##### Extracted entries

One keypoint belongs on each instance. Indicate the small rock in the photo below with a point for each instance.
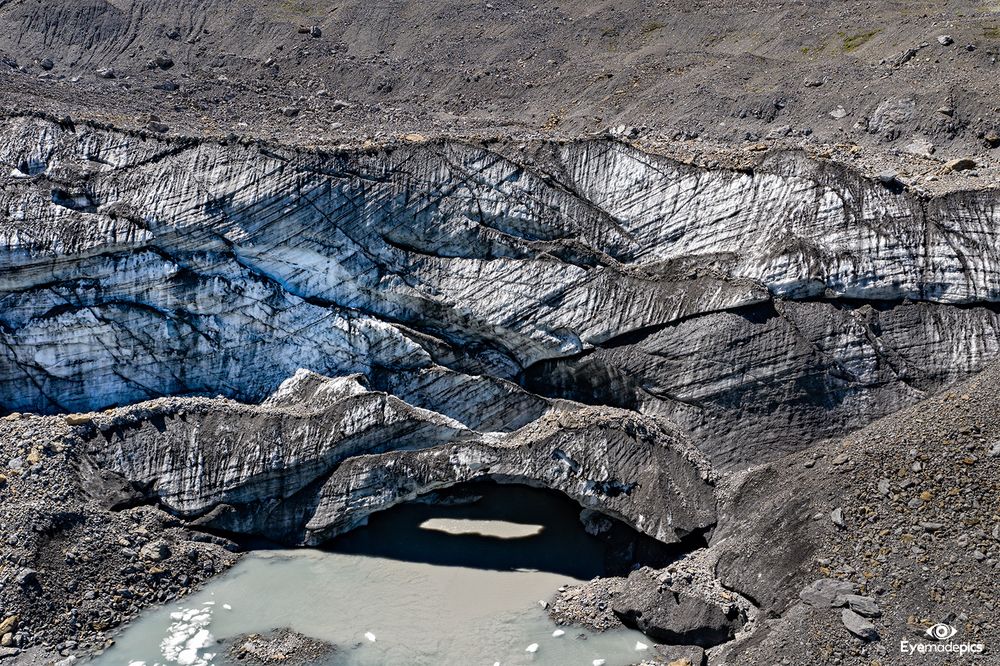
(887, 177)
(78, 419)
(837, 516)
(26, 577)
(921, 147)
(156, 551)
(959, 164)
(862, 605)
(826, 592)
(858, 625)
(163, 61)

##########

Instructions for the task >>
Please copy the material above again, keeping its text unchanged but raising every point coordinate in the answers by 7, and leave the pictures out.

Correct answer >>
One keypoint belongs on each instance. Indicate the small rock in the photo below with a point for each instance.
(894, 184)
(85, 426)
(844, 523)
(33, 584)
(928, 154)
(163, 558)
(966, 171)
(869, 612)
(833, 599)
(865, 632)
(170, 68)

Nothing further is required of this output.